(Beginning of Information supplied)

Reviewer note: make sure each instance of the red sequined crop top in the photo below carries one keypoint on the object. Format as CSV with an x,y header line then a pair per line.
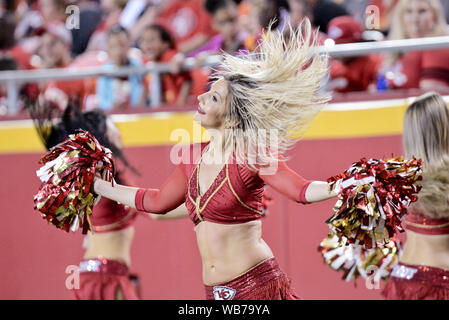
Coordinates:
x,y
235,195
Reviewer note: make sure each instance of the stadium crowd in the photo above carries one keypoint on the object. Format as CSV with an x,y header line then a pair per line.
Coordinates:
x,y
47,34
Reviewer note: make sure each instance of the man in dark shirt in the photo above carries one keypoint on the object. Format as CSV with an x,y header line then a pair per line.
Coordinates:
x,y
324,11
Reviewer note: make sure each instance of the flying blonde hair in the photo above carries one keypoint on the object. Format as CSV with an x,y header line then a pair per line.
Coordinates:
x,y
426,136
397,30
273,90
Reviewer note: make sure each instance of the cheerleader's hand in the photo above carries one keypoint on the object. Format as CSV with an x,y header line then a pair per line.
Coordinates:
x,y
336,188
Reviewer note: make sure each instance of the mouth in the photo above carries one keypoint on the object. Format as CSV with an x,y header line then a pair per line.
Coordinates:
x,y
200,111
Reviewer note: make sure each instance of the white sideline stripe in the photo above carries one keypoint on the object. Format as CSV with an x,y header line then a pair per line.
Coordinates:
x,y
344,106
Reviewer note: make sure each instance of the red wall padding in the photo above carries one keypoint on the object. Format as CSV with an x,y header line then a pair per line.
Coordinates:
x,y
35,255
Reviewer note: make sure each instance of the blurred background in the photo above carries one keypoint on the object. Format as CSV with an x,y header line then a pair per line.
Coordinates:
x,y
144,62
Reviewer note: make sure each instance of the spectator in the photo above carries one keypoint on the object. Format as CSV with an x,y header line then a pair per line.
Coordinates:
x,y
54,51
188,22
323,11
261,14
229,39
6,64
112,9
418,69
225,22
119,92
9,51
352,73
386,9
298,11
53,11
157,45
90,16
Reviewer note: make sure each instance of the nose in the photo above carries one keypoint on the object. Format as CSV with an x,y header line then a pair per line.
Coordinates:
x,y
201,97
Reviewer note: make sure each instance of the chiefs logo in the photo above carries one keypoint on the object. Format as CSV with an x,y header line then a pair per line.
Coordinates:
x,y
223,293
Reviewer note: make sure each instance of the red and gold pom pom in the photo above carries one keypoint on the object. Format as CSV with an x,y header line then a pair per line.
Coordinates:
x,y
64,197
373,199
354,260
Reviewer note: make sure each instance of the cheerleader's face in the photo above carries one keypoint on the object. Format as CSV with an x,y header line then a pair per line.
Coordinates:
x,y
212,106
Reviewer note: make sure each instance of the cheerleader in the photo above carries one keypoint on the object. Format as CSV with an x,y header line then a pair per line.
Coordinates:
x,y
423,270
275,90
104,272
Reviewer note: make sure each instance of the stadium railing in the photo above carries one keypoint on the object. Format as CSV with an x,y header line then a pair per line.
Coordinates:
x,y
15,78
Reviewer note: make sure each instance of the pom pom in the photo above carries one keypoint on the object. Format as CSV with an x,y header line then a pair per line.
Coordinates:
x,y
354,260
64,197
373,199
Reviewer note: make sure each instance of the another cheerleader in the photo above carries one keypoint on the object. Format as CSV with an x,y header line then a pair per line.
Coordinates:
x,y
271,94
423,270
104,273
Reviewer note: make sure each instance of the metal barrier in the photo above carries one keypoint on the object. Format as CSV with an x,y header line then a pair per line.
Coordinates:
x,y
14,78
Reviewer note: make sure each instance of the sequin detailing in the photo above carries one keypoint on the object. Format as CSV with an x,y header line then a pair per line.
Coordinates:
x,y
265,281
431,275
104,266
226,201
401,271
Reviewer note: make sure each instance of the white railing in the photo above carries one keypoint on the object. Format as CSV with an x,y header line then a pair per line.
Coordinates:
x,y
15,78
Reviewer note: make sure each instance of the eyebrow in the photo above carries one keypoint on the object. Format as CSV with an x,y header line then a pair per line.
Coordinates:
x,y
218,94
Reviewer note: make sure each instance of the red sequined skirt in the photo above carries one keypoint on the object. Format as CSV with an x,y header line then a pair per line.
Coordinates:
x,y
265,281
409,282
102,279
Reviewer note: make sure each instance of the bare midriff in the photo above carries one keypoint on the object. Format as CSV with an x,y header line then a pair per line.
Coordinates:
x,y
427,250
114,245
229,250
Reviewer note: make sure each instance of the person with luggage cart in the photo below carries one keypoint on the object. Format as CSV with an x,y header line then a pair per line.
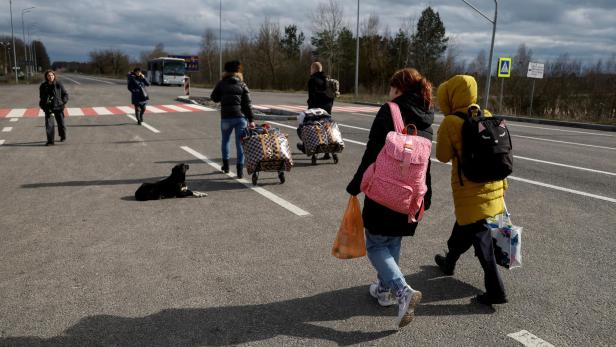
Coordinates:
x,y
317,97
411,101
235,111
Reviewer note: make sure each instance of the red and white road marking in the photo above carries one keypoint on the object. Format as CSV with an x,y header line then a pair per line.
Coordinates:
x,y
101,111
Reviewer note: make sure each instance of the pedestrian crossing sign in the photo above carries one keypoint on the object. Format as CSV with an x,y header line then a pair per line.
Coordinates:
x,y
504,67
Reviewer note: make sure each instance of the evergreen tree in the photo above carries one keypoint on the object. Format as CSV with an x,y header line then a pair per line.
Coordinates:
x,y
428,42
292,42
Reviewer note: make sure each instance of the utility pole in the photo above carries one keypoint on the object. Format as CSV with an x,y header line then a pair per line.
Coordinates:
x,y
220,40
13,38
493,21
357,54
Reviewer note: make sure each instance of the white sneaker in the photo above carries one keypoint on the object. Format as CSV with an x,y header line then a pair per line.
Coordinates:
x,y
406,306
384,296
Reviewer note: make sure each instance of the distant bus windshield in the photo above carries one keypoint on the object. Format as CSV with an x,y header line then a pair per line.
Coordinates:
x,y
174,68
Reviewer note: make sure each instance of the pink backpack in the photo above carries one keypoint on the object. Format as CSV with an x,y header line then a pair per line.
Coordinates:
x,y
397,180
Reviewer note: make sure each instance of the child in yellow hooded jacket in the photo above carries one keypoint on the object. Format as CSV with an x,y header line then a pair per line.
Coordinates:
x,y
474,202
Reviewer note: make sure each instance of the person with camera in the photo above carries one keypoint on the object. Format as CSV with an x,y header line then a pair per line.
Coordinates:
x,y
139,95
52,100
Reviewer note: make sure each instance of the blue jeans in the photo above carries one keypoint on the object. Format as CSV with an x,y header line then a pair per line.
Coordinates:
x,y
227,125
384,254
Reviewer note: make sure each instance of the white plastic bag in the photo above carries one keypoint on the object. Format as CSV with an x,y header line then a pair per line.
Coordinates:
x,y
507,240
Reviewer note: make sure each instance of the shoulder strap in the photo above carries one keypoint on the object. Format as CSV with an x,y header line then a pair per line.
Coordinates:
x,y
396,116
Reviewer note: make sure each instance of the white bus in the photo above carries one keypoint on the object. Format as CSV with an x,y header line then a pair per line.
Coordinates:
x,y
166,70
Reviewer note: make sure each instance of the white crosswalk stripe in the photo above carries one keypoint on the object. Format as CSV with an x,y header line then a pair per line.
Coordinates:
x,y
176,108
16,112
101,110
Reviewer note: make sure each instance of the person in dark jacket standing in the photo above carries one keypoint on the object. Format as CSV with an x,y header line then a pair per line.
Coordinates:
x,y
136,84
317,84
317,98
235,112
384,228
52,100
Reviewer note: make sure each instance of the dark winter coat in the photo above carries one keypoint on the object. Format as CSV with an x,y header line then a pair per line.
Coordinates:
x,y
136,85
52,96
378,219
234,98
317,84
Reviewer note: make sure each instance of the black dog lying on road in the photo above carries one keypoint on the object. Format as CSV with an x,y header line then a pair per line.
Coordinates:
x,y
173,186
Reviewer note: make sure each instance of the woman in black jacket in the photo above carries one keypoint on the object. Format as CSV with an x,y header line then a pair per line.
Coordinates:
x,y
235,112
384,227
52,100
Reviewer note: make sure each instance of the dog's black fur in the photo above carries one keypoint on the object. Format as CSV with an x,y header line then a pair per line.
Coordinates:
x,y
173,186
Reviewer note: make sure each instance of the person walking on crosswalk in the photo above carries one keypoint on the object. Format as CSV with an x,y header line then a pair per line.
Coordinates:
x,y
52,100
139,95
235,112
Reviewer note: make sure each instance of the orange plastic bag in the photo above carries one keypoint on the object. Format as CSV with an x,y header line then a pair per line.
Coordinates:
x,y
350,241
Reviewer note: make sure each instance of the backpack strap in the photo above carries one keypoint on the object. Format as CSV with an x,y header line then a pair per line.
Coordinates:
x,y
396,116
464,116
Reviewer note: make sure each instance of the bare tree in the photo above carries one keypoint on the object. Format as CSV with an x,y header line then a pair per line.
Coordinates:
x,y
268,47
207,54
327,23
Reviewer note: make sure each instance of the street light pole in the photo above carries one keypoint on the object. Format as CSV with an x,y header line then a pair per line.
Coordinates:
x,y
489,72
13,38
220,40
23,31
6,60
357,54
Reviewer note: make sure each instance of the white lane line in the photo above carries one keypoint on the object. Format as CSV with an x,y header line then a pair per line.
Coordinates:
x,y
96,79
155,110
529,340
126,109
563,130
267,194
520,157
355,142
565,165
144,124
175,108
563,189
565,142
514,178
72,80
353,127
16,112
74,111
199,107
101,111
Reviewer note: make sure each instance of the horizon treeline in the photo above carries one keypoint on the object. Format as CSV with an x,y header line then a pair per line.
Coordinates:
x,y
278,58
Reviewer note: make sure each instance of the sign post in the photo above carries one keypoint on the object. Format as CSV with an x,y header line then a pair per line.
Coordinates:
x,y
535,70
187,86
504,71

(End of Information supplied)

Work to be completed —
Wherever a line above contains the string "sign", copy that line.

Written response —
Reviewer note: make sure each instance of the pedestrian crossing sign in the photo above carries one keypoint on the object. Format as CSV with an x,y header line then a pair per line.
Reviewer note: make sure each instance of the sign post in the photo above carries one keypoint on the object. Format as CSV with an x,y header line then a pair per line.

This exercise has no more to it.